*Dataset*.
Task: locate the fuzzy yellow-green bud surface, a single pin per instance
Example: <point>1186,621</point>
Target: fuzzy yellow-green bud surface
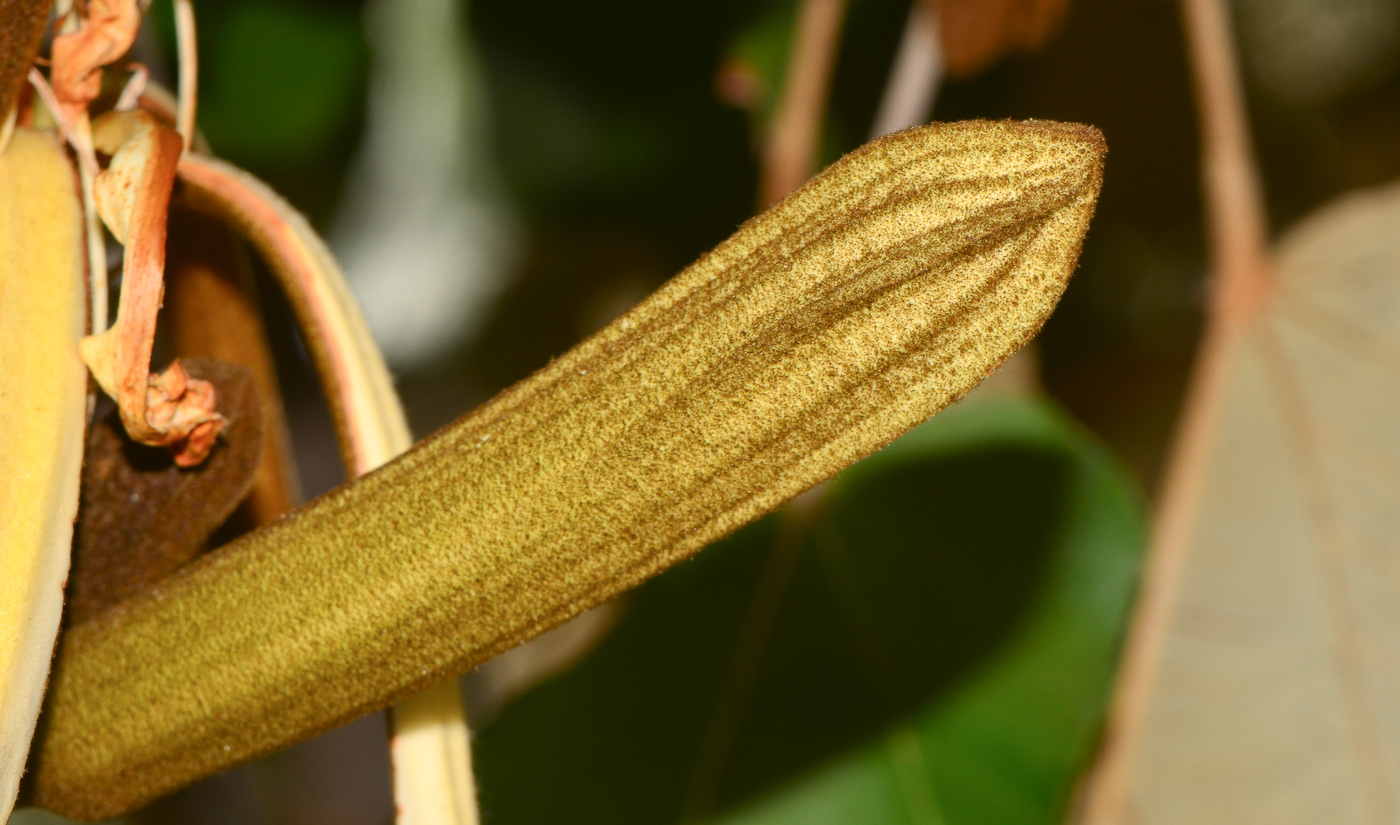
<point>868,300</point>
<point>42,408</point>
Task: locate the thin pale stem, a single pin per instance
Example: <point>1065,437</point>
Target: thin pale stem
<point>791,151</point>
<point>188,49</point>
<point>1241,279</point>
<point>135,88</point>
<point>914,76</point>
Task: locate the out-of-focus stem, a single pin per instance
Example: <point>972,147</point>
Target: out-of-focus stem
<point>1241,279</point>
<point>914,76</point>
<point>790,156</point>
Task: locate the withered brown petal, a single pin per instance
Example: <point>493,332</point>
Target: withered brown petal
<point>874,296</point>
<point>140,516</point>
<point>212,311</point>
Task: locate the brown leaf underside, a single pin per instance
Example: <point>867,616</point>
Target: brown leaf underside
<point>821,331</point>
<point>21,31</point>
<point>140,516</point>
<point>212,311</point>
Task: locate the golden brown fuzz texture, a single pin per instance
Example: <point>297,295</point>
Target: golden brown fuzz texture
<point>140,516</point>
<point>851,311</point>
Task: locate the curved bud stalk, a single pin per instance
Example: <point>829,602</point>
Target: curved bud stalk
<point>872,297</point>
<point>42,415</point>
<point>132,196</point>
<point>429,743</point>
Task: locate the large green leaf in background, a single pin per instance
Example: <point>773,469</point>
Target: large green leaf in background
<point>931,643</point>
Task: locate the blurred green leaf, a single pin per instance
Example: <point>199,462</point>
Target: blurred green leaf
<point>933,643</point>
<point>279,81</point>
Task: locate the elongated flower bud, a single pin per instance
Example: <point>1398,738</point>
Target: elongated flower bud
<point>851,311</point>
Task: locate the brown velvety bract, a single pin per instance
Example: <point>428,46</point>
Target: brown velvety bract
<point>975,34</point>
<point>849,313</point>
<point>140,516</point>
<point>21,30</point>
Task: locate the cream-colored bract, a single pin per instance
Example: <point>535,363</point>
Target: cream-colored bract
<point>42,409</point>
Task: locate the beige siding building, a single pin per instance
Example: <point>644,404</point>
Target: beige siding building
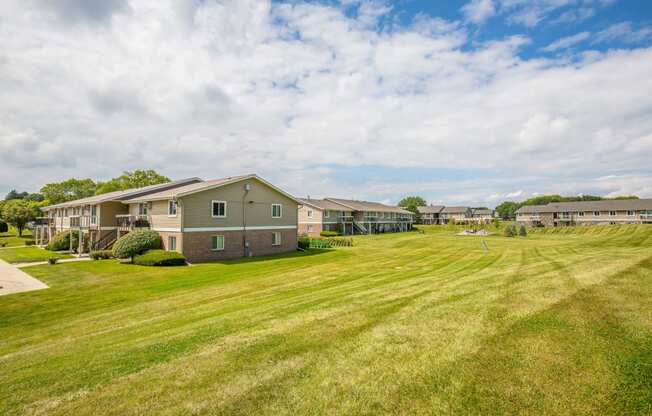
<point>351,217</point>
<point>634,211</point>
<point>205,220</point>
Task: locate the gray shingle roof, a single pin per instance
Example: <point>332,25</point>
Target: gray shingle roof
<point>124,195</point>
<point>368,206</point>
<point>430,209</point>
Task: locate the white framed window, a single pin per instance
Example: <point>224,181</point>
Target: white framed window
<point>172,208</point>
<point>277,210</point>
<point>218,209</point>
<point>217,243</point>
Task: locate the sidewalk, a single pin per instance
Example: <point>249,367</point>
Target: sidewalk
<point>14,280</point>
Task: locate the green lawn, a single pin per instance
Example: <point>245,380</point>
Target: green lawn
<point>555,323</point>
<point>28,255</point>
<point>11,239</point>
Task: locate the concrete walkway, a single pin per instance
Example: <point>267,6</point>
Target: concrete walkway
<point>14,280</point>
<point>40,263</point>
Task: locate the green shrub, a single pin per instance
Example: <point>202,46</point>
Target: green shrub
<point>510,231</point>
<point>135,243</point>
<point>61,241</point>
<point>101,254</point>
<point>160,258</point>
<point>303,243</point>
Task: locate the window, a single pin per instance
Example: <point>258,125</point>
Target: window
<point>277,210</point>
<point>217,243</point>
<point>219,209</point>
<point>172,208</point>
<point>276,238</point>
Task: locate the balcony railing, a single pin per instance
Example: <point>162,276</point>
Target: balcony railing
<point>44,222</point>
<point>130,222</point>
<point>83,221</point>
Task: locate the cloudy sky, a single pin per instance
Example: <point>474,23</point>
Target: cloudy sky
<point>460,102</point>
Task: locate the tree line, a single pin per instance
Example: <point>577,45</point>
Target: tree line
<point>20,208</point>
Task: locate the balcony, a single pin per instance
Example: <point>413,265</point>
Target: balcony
<point>83,221</point>
<point>131,222</point>
<point>44,222</point>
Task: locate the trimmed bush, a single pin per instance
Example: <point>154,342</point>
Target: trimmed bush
<point>135,243</point>
<point>101,254</point>
<point>304,243</point>
<point>510,231</point>
<point>160,258</point>
<point>61,241</point>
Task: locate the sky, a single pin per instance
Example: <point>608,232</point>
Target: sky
<point>461,102</point>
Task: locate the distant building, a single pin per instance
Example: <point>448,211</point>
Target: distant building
<point>559,214</point>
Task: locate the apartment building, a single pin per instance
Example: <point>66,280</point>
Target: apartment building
<point>351,217</point>
<point>430,214</point>
<point>219,219</point>
<point>559,214</point>
<point>455,214</point>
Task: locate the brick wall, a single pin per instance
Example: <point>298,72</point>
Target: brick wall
<point>197,245</point>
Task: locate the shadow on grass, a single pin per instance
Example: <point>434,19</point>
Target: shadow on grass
<point>295,254</point>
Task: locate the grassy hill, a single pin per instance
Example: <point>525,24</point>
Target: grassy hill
<point>559,322</point>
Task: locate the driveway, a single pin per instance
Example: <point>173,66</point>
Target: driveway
<point>14,280</point>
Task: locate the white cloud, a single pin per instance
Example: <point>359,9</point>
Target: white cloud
<point>567,42</point>
<point>477,11</point>
<point>220,88</point>
<point>622,32</point>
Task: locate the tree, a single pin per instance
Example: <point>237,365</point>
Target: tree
<point>68,190</point>
<point>129,180</point>
<point>18,213</point>
<point>13,194</point>
<point>507,209</point>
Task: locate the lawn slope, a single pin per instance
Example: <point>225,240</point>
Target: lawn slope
<point>430,323</point>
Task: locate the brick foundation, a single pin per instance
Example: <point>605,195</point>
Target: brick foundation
<point>197,245</point>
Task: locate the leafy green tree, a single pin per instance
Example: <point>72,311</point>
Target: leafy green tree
<point>19,212</point>
<point>507,209</point>
<point>68,190</point>
<point>13,194</point>
<point>129,180</point>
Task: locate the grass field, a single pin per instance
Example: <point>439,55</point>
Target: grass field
<point>555,323</point>
<point>28,255</point>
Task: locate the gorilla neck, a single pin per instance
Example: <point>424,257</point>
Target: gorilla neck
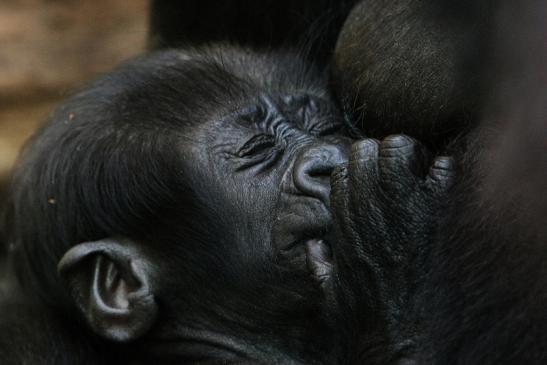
<point>184,344</point>
<point>260,333</point>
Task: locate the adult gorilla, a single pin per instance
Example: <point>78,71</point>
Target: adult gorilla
<point>474,292</point>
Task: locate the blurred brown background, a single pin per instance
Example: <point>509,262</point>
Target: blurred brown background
<point>49,48</point>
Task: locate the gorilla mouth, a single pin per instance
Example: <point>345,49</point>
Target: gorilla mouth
<point>319,259</point>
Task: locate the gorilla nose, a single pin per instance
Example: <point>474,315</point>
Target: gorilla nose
<point>313,167</point>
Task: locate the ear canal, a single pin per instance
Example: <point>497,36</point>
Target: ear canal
<point>109,282</point>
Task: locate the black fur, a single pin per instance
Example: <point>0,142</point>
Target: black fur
<point>481,283</point>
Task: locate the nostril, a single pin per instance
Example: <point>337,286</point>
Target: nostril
<point>312,170</point>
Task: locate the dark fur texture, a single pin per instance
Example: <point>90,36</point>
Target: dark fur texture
<point>482,291</point>
<point>135,156</point>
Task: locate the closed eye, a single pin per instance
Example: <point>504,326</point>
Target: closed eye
<point>257,145</point>
<point>325,128</point>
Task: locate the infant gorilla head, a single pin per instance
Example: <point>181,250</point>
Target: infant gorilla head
<point>184,201</point>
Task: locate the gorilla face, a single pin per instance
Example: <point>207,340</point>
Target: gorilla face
<point>269,164</point>
<point>183,200</point>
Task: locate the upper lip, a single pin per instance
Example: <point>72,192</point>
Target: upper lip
<point>313,223</point>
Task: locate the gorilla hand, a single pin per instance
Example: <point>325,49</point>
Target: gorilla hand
<point>385,204</point>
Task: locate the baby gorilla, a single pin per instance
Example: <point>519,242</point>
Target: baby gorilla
<point>183,200</point>
<point>179,209</point>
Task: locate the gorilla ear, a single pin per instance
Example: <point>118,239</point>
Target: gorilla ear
<point>109,281</point>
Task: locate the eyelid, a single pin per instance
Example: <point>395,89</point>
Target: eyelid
<point>255,145</point>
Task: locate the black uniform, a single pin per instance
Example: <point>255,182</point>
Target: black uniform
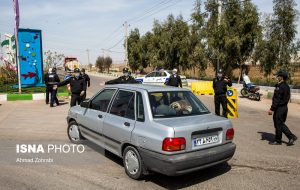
<point>220,88</point>
<point>174,80</point>
<point>87,79</point>
<point>88,83</point>
<point>46,79</point>
<point>280,100</point>
<point>77,86</point>
<point>122,80</point>
<point>50,80</point>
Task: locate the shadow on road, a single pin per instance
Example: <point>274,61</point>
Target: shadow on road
<point>178,182</point>
<point>175,182</point>
<point>104,152</point>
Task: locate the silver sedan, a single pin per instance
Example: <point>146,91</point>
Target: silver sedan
<point>162,129</point>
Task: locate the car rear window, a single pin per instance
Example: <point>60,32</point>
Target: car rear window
<point>175,104</point>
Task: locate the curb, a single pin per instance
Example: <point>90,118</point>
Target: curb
<point>37,96</point>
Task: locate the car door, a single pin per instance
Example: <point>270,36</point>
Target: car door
<point>120,121</point>
<point>150,78</point>
<point>91,122</point>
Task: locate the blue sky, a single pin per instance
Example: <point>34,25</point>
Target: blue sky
<point>73,26</point>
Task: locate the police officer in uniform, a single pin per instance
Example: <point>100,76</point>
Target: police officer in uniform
<point>52,81</point>
<point>87,80</point>
<point>125,79</point>
<point>220,84</point>
<point>279,109</point>
<point>48,86</point>
<point>174,80</point>
<point>78,87</point>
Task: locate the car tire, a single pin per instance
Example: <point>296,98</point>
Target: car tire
<point>244,93</point>
<point>133,163</point>
<point>74,133</point>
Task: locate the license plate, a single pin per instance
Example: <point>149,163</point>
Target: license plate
<point>205,140</point>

*Exercise description*.
Transcribe the items from their very start down through the line that contains "<point>42,408</point>", including both ends, and leave the pictures out of your answer.

*Exercise response*.
Task: locate the fuzzy yellow-green bud surface, a single pin per instance
Example: <point>1186,621</point>
Target: fuzzy yellow-green bud surface
<point>868,300</point>
<point>42,408</point>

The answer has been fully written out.